[EXERCISE DIRECTIONS]
In full and without alteration, write out the lines below.

[DATA EXTRACTS]
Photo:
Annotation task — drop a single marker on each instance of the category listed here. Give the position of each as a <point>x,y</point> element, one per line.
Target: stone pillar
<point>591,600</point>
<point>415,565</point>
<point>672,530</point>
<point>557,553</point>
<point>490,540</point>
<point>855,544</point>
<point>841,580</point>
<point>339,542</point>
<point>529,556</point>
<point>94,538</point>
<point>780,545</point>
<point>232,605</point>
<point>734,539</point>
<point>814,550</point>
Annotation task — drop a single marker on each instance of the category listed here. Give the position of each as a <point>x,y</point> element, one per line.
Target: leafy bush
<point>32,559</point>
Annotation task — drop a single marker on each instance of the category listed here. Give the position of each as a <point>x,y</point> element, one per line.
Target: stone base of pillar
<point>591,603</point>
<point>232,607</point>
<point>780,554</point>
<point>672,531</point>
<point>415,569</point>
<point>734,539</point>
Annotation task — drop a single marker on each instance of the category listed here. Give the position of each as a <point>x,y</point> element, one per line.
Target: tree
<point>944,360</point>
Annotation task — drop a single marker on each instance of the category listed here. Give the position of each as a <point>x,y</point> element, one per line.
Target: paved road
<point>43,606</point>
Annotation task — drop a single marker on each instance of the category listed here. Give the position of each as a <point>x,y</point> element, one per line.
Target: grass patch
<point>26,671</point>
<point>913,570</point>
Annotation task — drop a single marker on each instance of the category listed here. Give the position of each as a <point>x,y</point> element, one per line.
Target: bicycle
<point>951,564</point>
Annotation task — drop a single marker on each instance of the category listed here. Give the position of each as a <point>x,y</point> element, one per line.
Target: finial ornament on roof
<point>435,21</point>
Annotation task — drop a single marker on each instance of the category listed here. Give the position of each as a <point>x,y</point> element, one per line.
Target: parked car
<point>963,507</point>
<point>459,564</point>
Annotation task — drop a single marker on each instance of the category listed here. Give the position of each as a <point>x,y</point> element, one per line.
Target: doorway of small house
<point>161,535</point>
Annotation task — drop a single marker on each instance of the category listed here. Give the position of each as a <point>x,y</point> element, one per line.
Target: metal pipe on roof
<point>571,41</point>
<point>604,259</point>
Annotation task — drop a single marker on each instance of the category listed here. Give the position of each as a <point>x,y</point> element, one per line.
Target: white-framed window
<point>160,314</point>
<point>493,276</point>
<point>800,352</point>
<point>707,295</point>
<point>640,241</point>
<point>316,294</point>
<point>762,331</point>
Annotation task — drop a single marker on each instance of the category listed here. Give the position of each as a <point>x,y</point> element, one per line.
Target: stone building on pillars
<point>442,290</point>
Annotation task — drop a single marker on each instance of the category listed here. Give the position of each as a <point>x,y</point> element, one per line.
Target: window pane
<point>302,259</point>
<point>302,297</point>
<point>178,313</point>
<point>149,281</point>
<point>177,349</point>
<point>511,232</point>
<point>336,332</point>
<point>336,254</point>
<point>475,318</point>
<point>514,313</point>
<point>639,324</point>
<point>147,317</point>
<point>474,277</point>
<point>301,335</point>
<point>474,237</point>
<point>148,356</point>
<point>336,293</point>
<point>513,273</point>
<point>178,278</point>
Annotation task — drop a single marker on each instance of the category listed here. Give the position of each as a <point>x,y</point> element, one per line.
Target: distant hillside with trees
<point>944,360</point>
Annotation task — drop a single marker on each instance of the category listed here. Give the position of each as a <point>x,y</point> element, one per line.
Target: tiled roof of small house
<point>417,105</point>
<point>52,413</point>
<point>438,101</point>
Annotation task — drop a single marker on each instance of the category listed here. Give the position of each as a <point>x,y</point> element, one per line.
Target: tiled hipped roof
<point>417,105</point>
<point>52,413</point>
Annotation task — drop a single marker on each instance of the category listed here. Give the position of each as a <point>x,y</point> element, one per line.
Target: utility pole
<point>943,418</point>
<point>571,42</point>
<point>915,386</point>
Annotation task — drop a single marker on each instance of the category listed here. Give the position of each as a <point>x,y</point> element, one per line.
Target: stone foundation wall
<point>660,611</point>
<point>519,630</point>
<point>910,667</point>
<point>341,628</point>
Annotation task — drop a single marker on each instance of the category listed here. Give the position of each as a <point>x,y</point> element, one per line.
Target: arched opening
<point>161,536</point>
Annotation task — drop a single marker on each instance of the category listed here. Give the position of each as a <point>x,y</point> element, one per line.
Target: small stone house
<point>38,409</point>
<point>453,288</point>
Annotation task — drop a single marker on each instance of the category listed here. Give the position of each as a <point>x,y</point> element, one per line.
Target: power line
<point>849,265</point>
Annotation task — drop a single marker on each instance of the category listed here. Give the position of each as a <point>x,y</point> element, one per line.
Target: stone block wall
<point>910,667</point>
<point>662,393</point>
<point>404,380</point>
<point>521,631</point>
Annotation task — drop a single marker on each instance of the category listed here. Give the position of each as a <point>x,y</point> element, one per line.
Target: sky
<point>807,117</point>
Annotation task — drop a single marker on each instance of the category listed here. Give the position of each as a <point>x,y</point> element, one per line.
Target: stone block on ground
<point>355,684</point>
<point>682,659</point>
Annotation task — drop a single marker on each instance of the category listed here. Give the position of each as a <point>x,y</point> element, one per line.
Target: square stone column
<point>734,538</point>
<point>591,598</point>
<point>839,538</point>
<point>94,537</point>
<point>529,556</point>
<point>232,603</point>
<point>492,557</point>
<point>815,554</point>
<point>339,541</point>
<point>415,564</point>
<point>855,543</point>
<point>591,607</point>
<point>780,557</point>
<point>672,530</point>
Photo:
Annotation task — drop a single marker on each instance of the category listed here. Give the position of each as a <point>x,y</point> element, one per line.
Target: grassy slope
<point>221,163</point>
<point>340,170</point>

[ANSWER BELOW]
Photo:
Annotation task — drop a single marker on each instance of the category listed here. Give the position of each as a <point>x,y</point> element, one per line.
Target: stone pillar
<point>591,600</point>
<point>415,565</point>
<point>672,530</point>
<point>557,553</point>
<point>490,540</point>
<point>855,544</point>
<point>841,580</point>
<point>339,542</point>
<point>529,556</point>
<point>94,538</point>
<point>780,545</point>
<point>232,605</point>
<point>734,539</point>
<point>814,550</point>
Annotation task — drop a single marker on each instance of the category listed here. Give the position of each as a <point>x,y</point> element, one per line.
Target: leafy bush
<point>32,559</point>
Annotation task — drop a single marker on each instance of the category listed here. Give the position of each as a <point>x,y</point> element, one per line.
Target: stone base of pillar
<point>591,603</point>
<point>232,607</point>
<point>780,554</point>
<point>672,531</point>
<point>415,569</point>
<point>734,539</point>
Annotation task — drop a single marker on each instance of the category listed here. Give the position of each as a <point>x,y</point> element, one per line.
Target: tree
<point>944,360</point>
Annotation task — drop a single marker on each instance of the category listed here. Give the position of each as a <point>x,y</point> element, one per line.
Target: paved road
<point>43,606</point>
Annotation task — drop a single marker on each instance of the category listed here. Give the position of each as a <point>x,y</point> element, one per line.
Target: grass patch
<point>26,671</point>
<point>913,570</point>
Annotation task — drop a single marker on each instance of the category listed here. Give the position of each as a <point>x,y</point> element, one per line.
Target: bicycle
<point>951,564</point>
Annotation task — drop a single marker on each instance of the category listed here. Give the position of each as a <point>x,y</point> element, one per line.
Target: finial ornament on roof
<point>435,21</point>
Annotation task — drop a single marker on each instance of the category listed here. Give the position of each as a <point>x,y</point> element, one per line.
Target: parked car
<point>963,507</point>
<point>459,564</point>
Annotation task — drop a single marker on each instance of the category listed here. Give the position of each as a <point>x,y</point> element, one per line.
Target: doorway of small house
<point>161,535</point>
Annotation task — drop a single marker on each instance of the category listed here. Give the position of each as a <point>x,y</point> element, one per line.
Target: metal pipe on roof
<point>571,41</point>
<point>604,259</point>
Annotation task — drop a single marker on each instance of the category listed here. Give the position of each as a <point>x,y</point> element, one per line.
Target: white-framed window
<point>160,314</point>
<point>493,276</point>
<point>800,352</point>
<point>707,295</point>
<point>640,241</point>
<point>316,294</point>
<point>762,331</point>
Annotation task — drop a single marker on each instance of the category listed here. Give the position of each as a <point>x,y</point> element, one per line.
Target: stone building on pillars
<point>442,290</point>
Annotation task — drop a single marker on each instance of the category listed here. Give the position of each as a <point>x,y</point> element, one per line.
Target: window pane
<point>302,259</point>
<point>302,297</point>
<point>178,313</point>
<point>149,281</point>
<point>177,349</point>
<point>511,232</point>
<point>336,332</point>
<point>336,254</point>
<point>475,318</point>
<point>514,313</point>
<point>639,324</point>
<point>147,317</point>
<point>474,277</point>
<point>301,335</point>
<point>474,237</point>
<point>148,356</point>
<point>336,293</point>
<point>513,273</point>
<point>178,278</point>
Annotation task — drop a single marker on each instance of the category listed here. Give the position of each as a <point>x,y</point> element, one per line.
Target: distant hillside with trees
<point>944,360</point>
Annotation task — drop a single marker on each instance of the category listed here. Give the position of each as a <point>x,y</point> element, one per line.
Target: tiled roof of small house
<point>417,105</point>
<point>52,413</point>
<point>438,101</point>
Annotation task — drop a single marker on each instance of the category listed here. Give the position of each as a <point>x,y</point> element, one per line.
Target: tiled hipped roof
<point>417,105</point>
<point>52,413</point>
Annotation task — drop a single marker on each instance of the category listed here. Give the position of each as a <point>x,y</point> element, one per line.
Target: utility pole
<point>943,418</point>
<point>571,42</point>
<point>915,386</point>
Annotation task — drop a single marker on each instance of the category listed here. Give the position of each as a <point>x,y</point> element, one per line.
Target: stone foundation wall
<point>660,611</point>
<point>519,630</point>
<point>910,667</point>
<point>341,628</point>
Annotation task — drop a single marker on each instance of the category listed here. Give the position of each as a <point>x,y</point> element, one per line.
Target: arched opening
<point>161,536</point>
Annotation task — drop a single marker on each instance of the category listed here. Give the position of each as a <point>x,y</point> element, one per line.
Target: small stone house
<point>38,409</point>
<point>453,288</point>
Annotation task — drop a single marker on each instance of the category listed here. Give the position of each as a <point>x,y</point> element, one per line.
Target: power line
<point>849,265</point>
Annotation task — drop a single marker on each instance of the category listed here. Give the position of each as a <point>x,y</point> element, one per line.
Target: stone block wall
<point>910,667</point>
<point>662,393</point>
<point>404,380</point>
<point>521,631</point>
Annotation task — drop a single marker on each instance of the category listed here. Give the position of each as a <point>x,y</point> element, one per line.
Target: sky
<point>807,117</point>
Annotation task — drop a single marker on each instance of the category listed here. Give the position of each as a <point>x,y</point> element, one per line.
Target: stone block on ground
<point>355,684</point>
<point>682,659</point>
Annotation task — drop a single marker on each instance of the category listed here. Give the position of each as a <point>x,y</point> element, one per line.
Target: square stone column
<point>734,538</point>
<point>591,598</point>
<point>839,538</point>
<point>94,537</point>
<point>529,556</point>
<point>232,603</point>
<point>492,557</point>
<point>815,554</point>
<point>339,541</point>
<point>415,564</point>
<point>855,543</point>
<point>591,607</point>
<point>780,557</point>
<point>672,530</point>
Photo:
Annotation task — drop a single marker on each instance of the category listed here. Give the position of each as a <point>x,y</point> element, one per line.
Target: grassy slope
<point>221,163</point>
<point>340,170</point>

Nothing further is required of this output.